- **Exercise task 1**:
Pick out every line in the records that contains the word "bare", and copy each of those lines.

- **Passage provided**:
(begin)

In its header area, top displays statistics on the global state of the system. This information includes load averages; total process and thread counts; and total memory, broken down into various categories such as private, shared, wired, and free. It also includes global information concerning the system frameworks. At regular intervals, top updates these statistics to account for recent system activity.

Table 4-1 describes the columnar data that appears in the CPU and memory utilization mode using the -w parameter. For detailed information about how top reports information, see the top man page.

Table 4-1  Output from top using the -w option

Column

Description

PID

The BSD process ID.

COMMAND

The name of the executable or application package. (Note that Code Fragment Manager applications are named after the native process that launches them, LaunchCFMApp.)

%CPU

The percentage of CPU cycles consumed during the interval on behalf of this process (both kernel and user space).

TIME

The amount of CPU time (minute:seconds.hundredths) consumed by this process since it was launched.

#TH

The number of threads owned by this process.

#PRTS (delta)

The number of Mach port objects owned by this process. (To display the delta value relative to the value first displayed when top was launched, use the -w parameter.)

#MREG

The number of memory regions.

VPRVT

The private address space currently allocated. (This value is displayed only with the -w parameter.)

RPRVT (delta)

The total amount of resident private memory. (To display the delta value relative to the previous sample, use the -w parameter when running top.)

RSHRD (delta)

The resident shared memory. (To display the delta value relative to the previous sample, use the -w parameter when running top.)

RSIZE (delta)

The total resident memory as real pages that this process currently has associated with it. Some may be shared by other processes. (To display the delta value relative to the previous sample, use the -w parameter when running top.)

VSIZE (delta)

The total address space currently allocated, including shared memory. (To display the delta value relative to the previous sample, use the -w parameter when running top.)

This value is mostly irrelevant for OS X processes. Every application has a large virtual size because of the shared region used to hold framework and library code.

The RPRVT data (for resident private pages) is a good measure of how much real memory an application is using. The RSHRD column (for resident shared pages) shows the resident pages of all the shared mapped files or memory objects that are shared with other processes.

Table 4-2 shows the columns displayed in the event-counting mode, which is enabled with either the -e, -d, or -a option on the command line. You can use these options to gain additional insight about specific behaviors of your application. For example, you can correlate the number of page faults with the amount of memory your application is using to determine if your application’s memory footprint might be too big.

Table 4-2  Output from top using the -d option

Column

Description

PID

The BSD process ID.

COMMAND

The name of the executable or application package. (Note that Code Fragment Manager applications are named after the native process that launches them, LaunchCFMApp.)

%CPU

The percentage of CPU cycles consumed during the interval on behalf of this process (both kernel and user space).

TIME

The amount of CPU time consumed by this process (minute:seconds.hundredths) since it was launched.

FAULTS

The total number of page faults.

PAGEINS

The number of page-ins, requests for pages from a pager (each page-in represents a 4 kilobyte I/O operation).

COW_FAULTS

The number of faults that caused a page to be copied (generally caused by copy-on-write faults).

MSGS_SENT

The number of Mach messages sent by the process.

MSGS_RCVD

The number of Mach messages received by the process.

BSDSYSCALL

The number of BSD system calls made by the process.

MACHSYSCALL

The number of Mach system calls made by the process.

(end)

- **Exercise task 2**:
Repeat the passage about the top command from the words "In its header" through the words "top man page.", swapping "statistics" for "figures".

- **Task input**:
(begin)

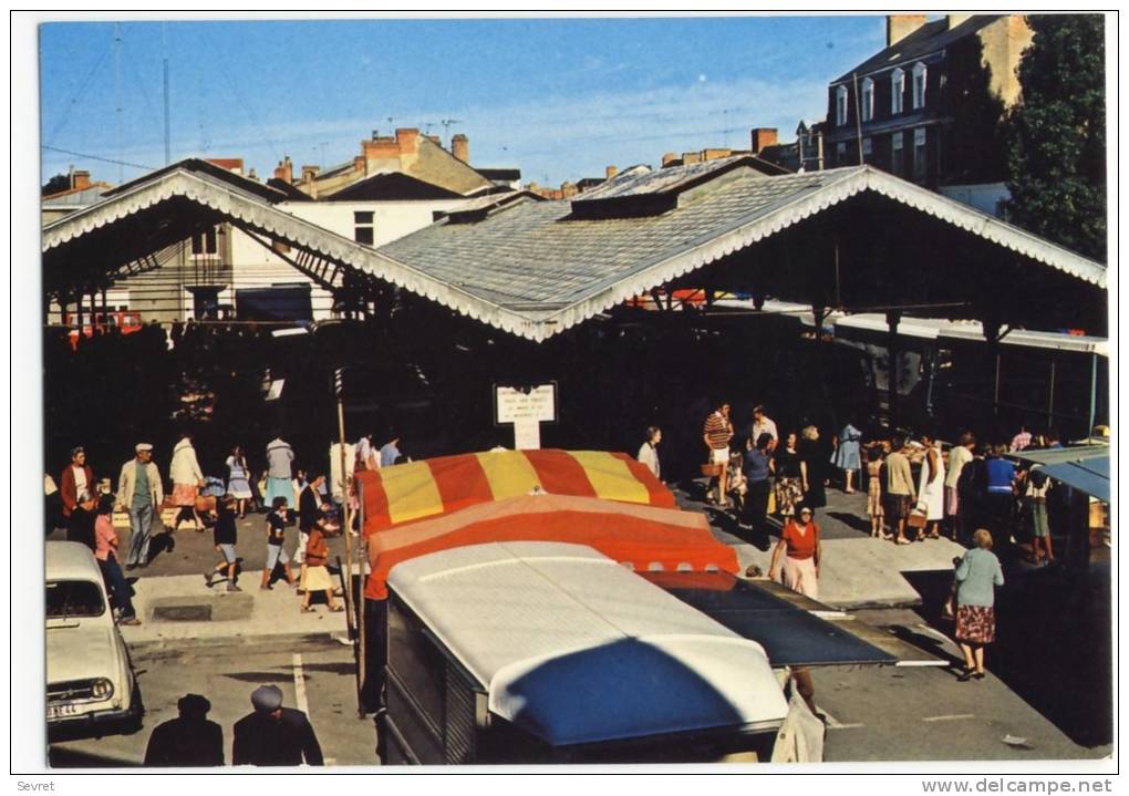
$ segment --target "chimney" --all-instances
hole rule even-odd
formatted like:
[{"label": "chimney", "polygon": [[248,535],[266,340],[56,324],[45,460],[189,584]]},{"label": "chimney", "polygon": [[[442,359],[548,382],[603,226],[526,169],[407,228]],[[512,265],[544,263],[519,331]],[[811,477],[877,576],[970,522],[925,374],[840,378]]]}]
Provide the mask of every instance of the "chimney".
[{"label": "chimney", "polygon": [[925,23],[924,14],[891,14],[886,17],[886,46],[893,46]]},{"label": "chimney", "polygon": [[463,133],[450,137],[450,154],[463,163],[471,161],[471,141]]},{"label": "chimney", "polygon": [[401,155],[414,155],[420,147],[420,131],[415,128],[397,128],[396,143]]},{"label": "chimney", "polygon": [[294,185],[294,164],[290,163],[289,156],[279,160],[279,165],[274,167],[274,178],[281,180],[287,185]]},{"label": "chimney", "polygon": [[776,128],[753,128],[753,155],[760,155],[765,148],[777,145]]}]

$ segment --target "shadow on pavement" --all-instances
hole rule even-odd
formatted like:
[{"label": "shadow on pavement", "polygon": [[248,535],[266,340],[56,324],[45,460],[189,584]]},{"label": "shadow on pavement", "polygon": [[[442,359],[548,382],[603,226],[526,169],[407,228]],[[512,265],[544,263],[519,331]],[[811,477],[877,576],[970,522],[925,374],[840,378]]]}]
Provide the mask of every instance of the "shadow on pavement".
[{"label": "shadow on pavement", "polygon": [[[921,595],[918,613],[952,638],[954,622],[942,614],[952,571],[902,576]],[[1006,585],[996,595],[996,642],[987,649],[986,667],[1075,743],[1112,743],[1109,565],[1093,563],[1079,572],[1013,563],[1004,577]]]}]

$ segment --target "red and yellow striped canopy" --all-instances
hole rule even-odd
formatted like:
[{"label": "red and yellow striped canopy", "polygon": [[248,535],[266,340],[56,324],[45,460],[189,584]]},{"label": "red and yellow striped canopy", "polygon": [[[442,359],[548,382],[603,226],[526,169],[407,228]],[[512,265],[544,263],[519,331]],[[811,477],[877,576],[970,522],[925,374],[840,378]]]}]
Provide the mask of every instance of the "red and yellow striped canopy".
[{"label": "red and yellow striped canopy", "polygon": [[606,451],[490,451],[357,473],[365,533],[533,492],[671,508],[674,495],[642,464]]}]

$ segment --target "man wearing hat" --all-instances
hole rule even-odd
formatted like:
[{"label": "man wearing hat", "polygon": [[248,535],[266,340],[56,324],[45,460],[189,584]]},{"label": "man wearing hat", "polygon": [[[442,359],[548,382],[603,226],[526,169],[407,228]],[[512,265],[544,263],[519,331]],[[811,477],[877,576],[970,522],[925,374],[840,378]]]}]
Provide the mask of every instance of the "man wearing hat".
[{"label": "man wearing hat", "polygon": [[63,517],[67,518],[67,541],[81,542],[94,552],[94,470],[86,463],[86,451],[71,449],[71,463],[59,479],[60,496],[63,501]]},{"label": "man wearing hat", "polygon": [[152,463],[152,445],[138,443],[134,452],[137,455],[122,465],[122,474],[117,476],[117,506],[130,513],[126,569],[149,563],[150,527],[165,500],[160,473]]},{"label": "man wearing hat", "polygon": [[278,685],[251,694],[255,711],[235,723],[233,766],[324,766],[322,747],[306,714],[282,707]]},{"label": "man wearing hat", "polygon": [[224,729],[208,720],[211,702],[186,693],[176,702],[181,715],[154,727],[145,764],[172,768],[224,764]]}]

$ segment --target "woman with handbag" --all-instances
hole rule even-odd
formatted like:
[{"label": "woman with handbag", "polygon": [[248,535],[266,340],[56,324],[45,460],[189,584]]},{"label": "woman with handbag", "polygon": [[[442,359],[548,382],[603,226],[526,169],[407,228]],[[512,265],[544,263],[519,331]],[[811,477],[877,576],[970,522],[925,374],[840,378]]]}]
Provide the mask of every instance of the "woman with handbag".
[{"label": "woman with handbag", "polygon": [[789,434],[782,447],[773,454],[776,473],[777,509],[780,516],[788,518],[796,514],[796,505],[807,492],[807,463],[796,449],[796,435]]}]

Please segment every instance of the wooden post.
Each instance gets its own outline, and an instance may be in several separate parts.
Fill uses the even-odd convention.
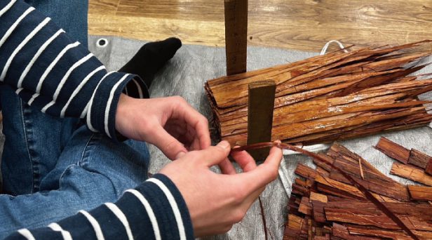
[[[271,141],[273,111],[276,85],[265,80],[249,84],[248,104],[248,145]],[[250,150],[255,161],[262,161],[269,155],[269,148]]]
[[[225,0],[227,75],[246,72],[248,0]]]

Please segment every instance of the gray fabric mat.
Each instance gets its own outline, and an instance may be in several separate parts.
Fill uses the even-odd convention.
[[[100,36],[90,36],[91,51],[110,69],[117,69],[126,63],[133,53],[144,43],[143,41],[117,37],[106,37],[109,44],[104,48],[97,46]],[[286,51],[278,48],[250,47],[248,51],[248,69],[294,62],[317,55]],[[205,81],[225,74],[225,51],[223,48],[201,46],[184,46],[166,67],[156,76],[150,91],[152,98],[179,95],[184,98],[193,107],[211,119],[211,112],[205,95],[203,85]],[[430,61],[430,59],[426,61]],[[431,67],[422,71],[432,72]],[[426,97],[425,97],[426,98]],[[356,152],[383,173],[389,175],[393,160],[374,149],[379,136],[383,135],[403,146],[414,147],[432,154],[432,130],[422,127],[401,132],[389,133],[351,140],[342,143]],[[156,173],[169,160],[156,148],[150,146],[151,166],[150,171]],[[264,215],[271,239],[281,239],[287,213],[288,195],[295,178],[294,169],[297,163],[313,166],[309,157],[302,155],[285,156],[280,169],[280,178],[269,185],[262,194],[264,205]],[[412,183],[405,179],[391,175],[403,183]],[[285,192],[286,191],[286,192]],[[263,239],[264,227],[257,201],[252,206],[245,219],[234,225],[227,234],[215,236],[215,239]]]
[[[102,36],[89,37],[89,48],[107,67],[115,70],[124,65],[144,43],[118,37],[106,37],[108,44],[104,47],[97,46],[97,41]],[[317,55],[286,51],[278,48],[259,47],[248,48],[248,69],[271,67],[275,65],[294,62]],[[427,61],[426,60],[426,61]],[[424,72],[432,72],[428,67]],[[211,112],[203,89],[205,81],[225,74],[224,48],[201,46],[184,46],[162,71],[156,76],[150,91],[152,98],[181,95],[194,107],[209,119]],[[428,95],[424,98],[431,99]],[[374,149],[379,136],[410,148],[414,147],[432,155],[432,129],[422,127],[413,130],[380,134],[342,143],[356,152],[383,173],[389,175],[393,160]],[[0,150],[3,146],[0,135]],[[149,146],[151,154],[151,173],[156,173],[170,161],[153,146]],[[1,151],[0,151],[1,152]],[[280,178],[270,184],[262,194],[264,206],[264,215],[268,232],[271,239],[281,239],[287,213],[288,195],[290,192],[294,180],[294,169],[297,163],[313,166],[311,159],[302,155],[289,155],[285,157],[280,169]],[[411,183],[405,179],[390,175],[403,183]],[[286,192],[285,192],[286,191]],[[226,234],[208,237],[211,239],[264,239],[264,226],[259,204],[256,201],[245,219],[234,225]]]

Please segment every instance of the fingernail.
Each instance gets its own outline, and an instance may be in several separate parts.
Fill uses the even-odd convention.
[[[175,159],[178,159],[181,158],[182,156],[184,156],[185,154],[186,154],[186,152],[180,152],[178,154],[177,154],[177,156],[175,156]]]
[[[231,147],[231,145],[227,141],[222,141],[222,142],[219,142],[217,146],[219,146],[219,147],[222,147],[223,149]]]

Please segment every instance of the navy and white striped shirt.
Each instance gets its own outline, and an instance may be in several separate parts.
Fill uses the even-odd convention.
[[[0,84],[47,114],[86,119],[89,129],[116,140],[115,113],[126,86],[148,96],[137,76],[107,72],[79,42],[22,0],[0,0]],[[10,239],[189,239],[187,207],[175,185],[156,174],[114,203],[46,227],[20,229]]]

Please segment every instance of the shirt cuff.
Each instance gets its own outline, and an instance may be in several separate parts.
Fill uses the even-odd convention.
[[[119,140],[116,112],[120,95],[129,82],[136,85],[140,90],[137,92],[148,97],[148,89],[137,75],[117,72],[107,73],[96,87],[88,104],[87,126],[90,131],[104,133],[115,141]]]

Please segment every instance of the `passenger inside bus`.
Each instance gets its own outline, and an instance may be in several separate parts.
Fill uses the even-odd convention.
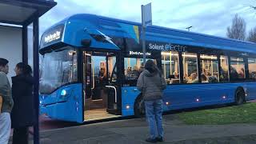
[[[207,83],[209,82],[207,80],[206,76],[204,74],[201,74],[201,78],[202,78],[202,83]]]
[[[238,78],[245,78],[245,70],[242,67],[238,71]]]
[[[192,73],[190,74],[190,79],[188,82],[188,83],[198,83],[198,74],[196,73]]]
[[[138,79],[138,76],[139,76],[139,71],[138,71],[138,66],[135,65],[134,66],[133,70],[131,72],[132,76],[135,78]]]

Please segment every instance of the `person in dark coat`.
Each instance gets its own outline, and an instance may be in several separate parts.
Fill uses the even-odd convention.
[[[14,128],[13,144],[27,144],[29,126],[34,124],[32,69],[23,62],[18,63],[16,76],[12,77],[12,94],[14,106],[10,114]]]
[[[166,82],[154,61],[146,61],[145,70],[138,77],[137,88],[143,95],[150,127],[150,137],[146,142],[163,142],[162,91],[166,88]]]

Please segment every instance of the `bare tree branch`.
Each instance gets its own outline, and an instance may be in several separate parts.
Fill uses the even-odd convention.
[[[249,31],[247,40],[256,42],[256,26]]]
[[[226,36],[233,39],[245,40],[246,29],[246,21],[239,17],[238,14],[235,14],[232,20],[232,26],[228,26],[226,29]]]

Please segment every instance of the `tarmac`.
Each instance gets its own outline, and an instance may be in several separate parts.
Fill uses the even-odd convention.
[[[256,143],[256,123],[190,126],[182,123],[175,114],[168,114],[163,116],[163,127],[165,142],[162,143]],[[133,118],[42,130],[40,143],[143,144],[147,143],[144,141],[147,136],[145,118]],[[30,143],[33,143],[31,139]]]

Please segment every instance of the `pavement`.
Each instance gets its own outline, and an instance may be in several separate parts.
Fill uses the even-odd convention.
[[[163,116],[165,142],[174,144],[256,143],[256,124],[188,126],[175,114]],[[42,144],[143,144],[145,118],[91,123],[40,132]],[[11,142],[11,138],[10,138]],[[30,139],[30,143],[32,140]]]

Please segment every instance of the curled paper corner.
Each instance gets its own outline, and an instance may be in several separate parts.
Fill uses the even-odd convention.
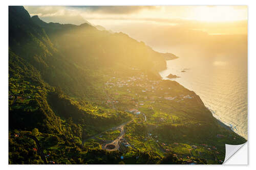
[[[226,165],[248,164],[247,145],[247,142],[238,145],[225,144],[226,155],[223,164]],[[242,147],[243,149],[241,149]]]

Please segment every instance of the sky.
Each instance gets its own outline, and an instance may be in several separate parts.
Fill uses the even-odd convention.
[[[38,15],[47,22],[79,25],[87,21],[127,34],[161,52],[187,55],[200,50],[204,55],[210,51],[214,55],[229,53],[247,56],[246,6],[25,8],[31,16]],[[181,52],[184,48],[188,49],[187,53]]]

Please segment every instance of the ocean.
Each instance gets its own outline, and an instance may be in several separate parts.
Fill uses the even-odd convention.
[[[199,95],[217,119],[247,139],[247,58],[180,57],[168,60],[163,79],[175,80]],[[182,72],[182,71],[183,71]]]

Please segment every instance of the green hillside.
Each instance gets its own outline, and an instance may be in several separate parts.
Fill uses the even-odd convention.
[[[9,164],[220,164],[225,143],[246,141],[161,80],[173,54],[20,6],[9,7]],[[102,150],[123,123],[119,151]]]

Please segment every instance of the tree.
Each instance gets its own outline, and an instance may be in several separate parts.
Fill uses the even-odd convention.
[[[36,137],[39,134],[39,131],[37,128],[34,128],[32,130],[32,135]]]

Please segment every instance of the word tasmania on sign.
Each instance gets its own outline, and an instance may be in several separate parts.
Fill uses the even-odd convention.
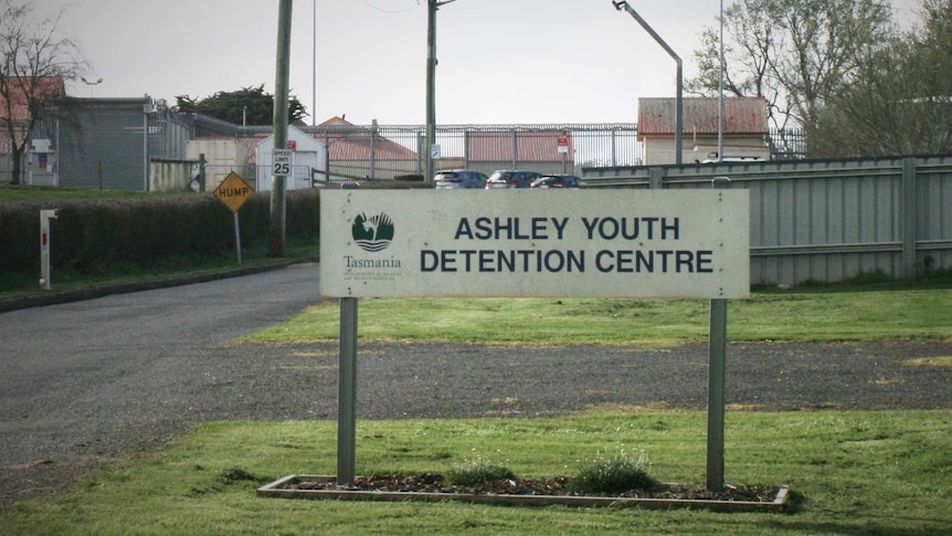
[[[326,190],[320,294],[750,295],[747,190]]]

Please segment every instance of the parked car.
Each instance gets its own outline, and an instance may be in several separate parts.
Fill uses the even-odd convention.
[[[498,188],[529,188],[532,181],[541,177],[538,171],[526,171],[522,169],[497,169],[486,181],[487,190]]]
[[[582,179],[574,175],[543,175],[532,181],[530,188],[584,188]]]
[[[483,189],[486,187],[486,174],[473,169],[444,169],[436,172],[433,182],[437,190]]]

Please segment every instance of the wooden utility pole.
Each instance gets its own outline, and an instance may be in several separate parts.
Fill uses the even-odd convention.
[[[292,0],[281,0],[277,11],[277,69],[274,81],[274,148],[287,148],[288,78],[290,72]],[[285,177],[272,176],[271,218],[268,219],[269,256],[284,256]]]
[[[433,145],[436,143],[436,10],[456,0],[426,0],[426,169],[423,181],[433,185]]]

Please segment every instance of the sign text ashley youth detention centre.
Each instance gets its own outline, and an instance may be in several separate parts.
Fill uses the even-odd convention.
[[[750,295],[747,190],[327,190],[320,294]]]

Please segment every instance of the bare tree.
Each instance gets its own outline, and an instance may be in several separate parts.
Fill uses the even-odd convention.
[[[13,161],[13,185],[22,181],[34,126],[56,109],[65,82],[80,77],[87,65],[71,39],[57,36],[64,10],[36,18],[30,2],[0,0],[0,146],[6,141]]]
[[[775,126],[810,127],[817,111],[845,87],[864,53],[892,35],[880,0],[738,0],[723,12],[724,88],[761,96]],[[717,32],[717,33],[716,33]],[[708,27],[695,52],[699,75],[689,91],[716,94],[719,29]]]

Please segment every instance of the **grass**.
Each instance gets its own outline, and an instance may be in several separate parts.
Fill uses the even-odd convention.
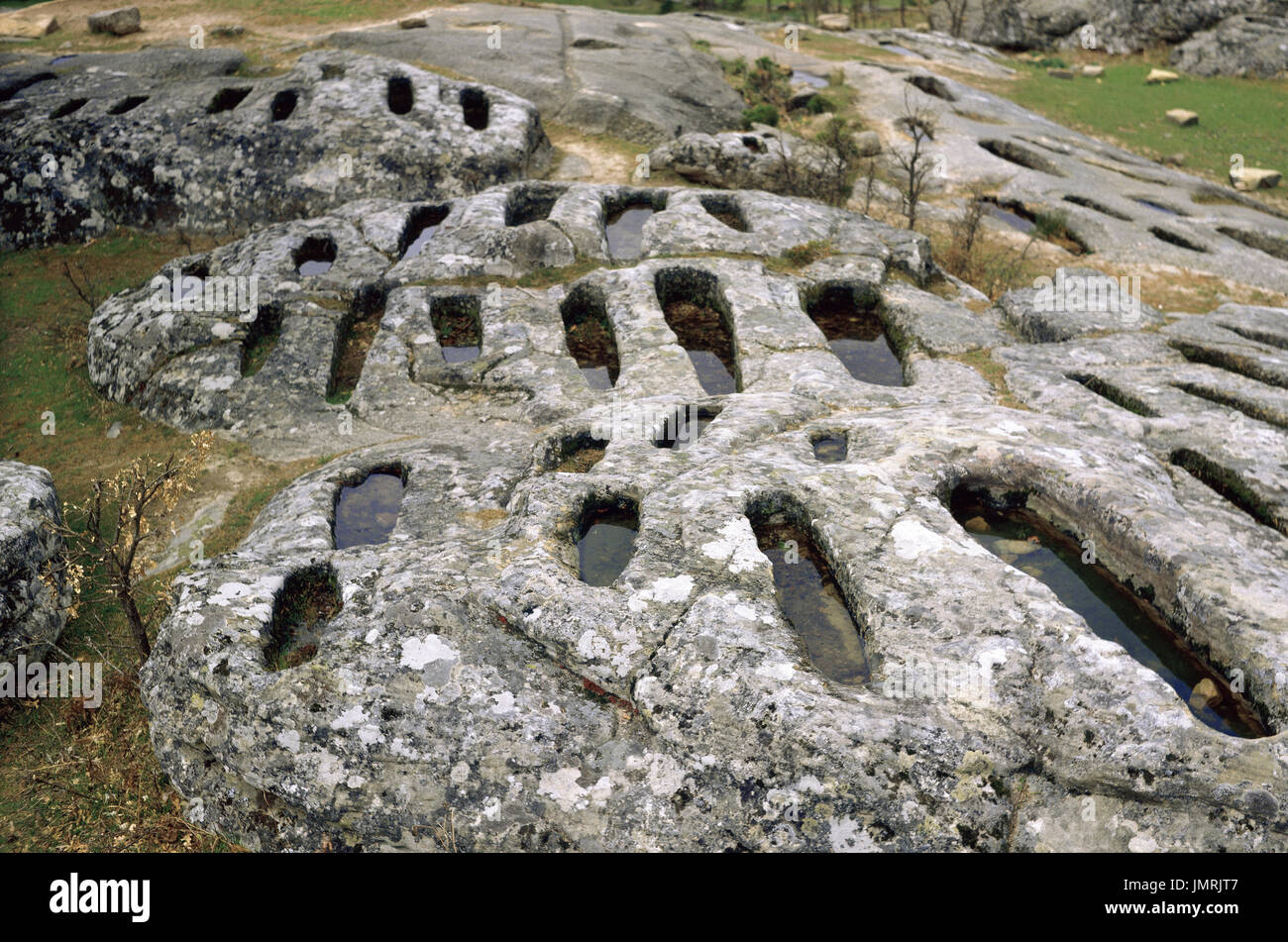
[[[1145,85],[1157,55],[1095,59],[1105,67],[1100,80],[1051,78],[1046,68],[1015,59],[1015,80],[972,81],[1054,121],[1110,140],[1151,160],[1185,154],[1184,169],[1229,180],[1230,157],[1242,153],[1249,167],[1288,172],[1288,95],[1282,81],[1265,78],[1200,78],[1182,76],[1168,85]],[[1088,59],[1091,60],[1091,59]],[[1199,124],[1177,127],[1164,112],[1198,112]],[[1269,196],[1265,192],[1258,197]],[[1270,198],[1283,199],[1279,194]]]
[[[89,495],[91,477],[111,476],[138,456],[187,448],[187,435],[95,392],[85,367],[89,309],[67,284],[62,265],[82,266],[102,291],[112,292],[142,284],[164,263],[204,247],[189,250],[175,234],[121,232],[85,246],[0,256],[0,456],[48,468],[59,498],[79,503]],[[53,435],[41,434],[45,412],[54,413]],[[115,422],[121,434],[108,439]],[[251,462],[246,445],[227,440],[216,443],[211,458],[240,468]],[[205,553],[232,550],[273,494],[321,463],[260,470],[234,495],[223,524],[204,537]],[[144,611],[166,597],[171,578],[143,583]],[[80,701],[0,701],[0,851],[231,849],[225,839],[184,820],[183,800],[161,772],[117,607],[86,597],[59,645],[59,660],[115,667],[103,668],[97,710]]]

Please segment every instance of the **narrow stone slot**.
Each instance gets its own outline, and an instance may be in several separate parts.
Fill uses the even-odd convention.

(end)

- **Complete response 1**:
Please segment every instance of the `bare tree branch`.
Please segment every instance of the bare tree.

- **Complete response 2**:
In its header area, top displays figures on the global state of the system. This information includes load averages; total process and thread counts; and total memory, broken down into various categories such as private, shared, wired, and free. It also includes global information concerning the system frameworks. At regular intervals, top updates these figures to account for recent system activity.

Table 4-1 describes the columnar data that appears in the CPU and memory utilization mode using the -w parameter. For detailed information about how top reports information, see the top man page.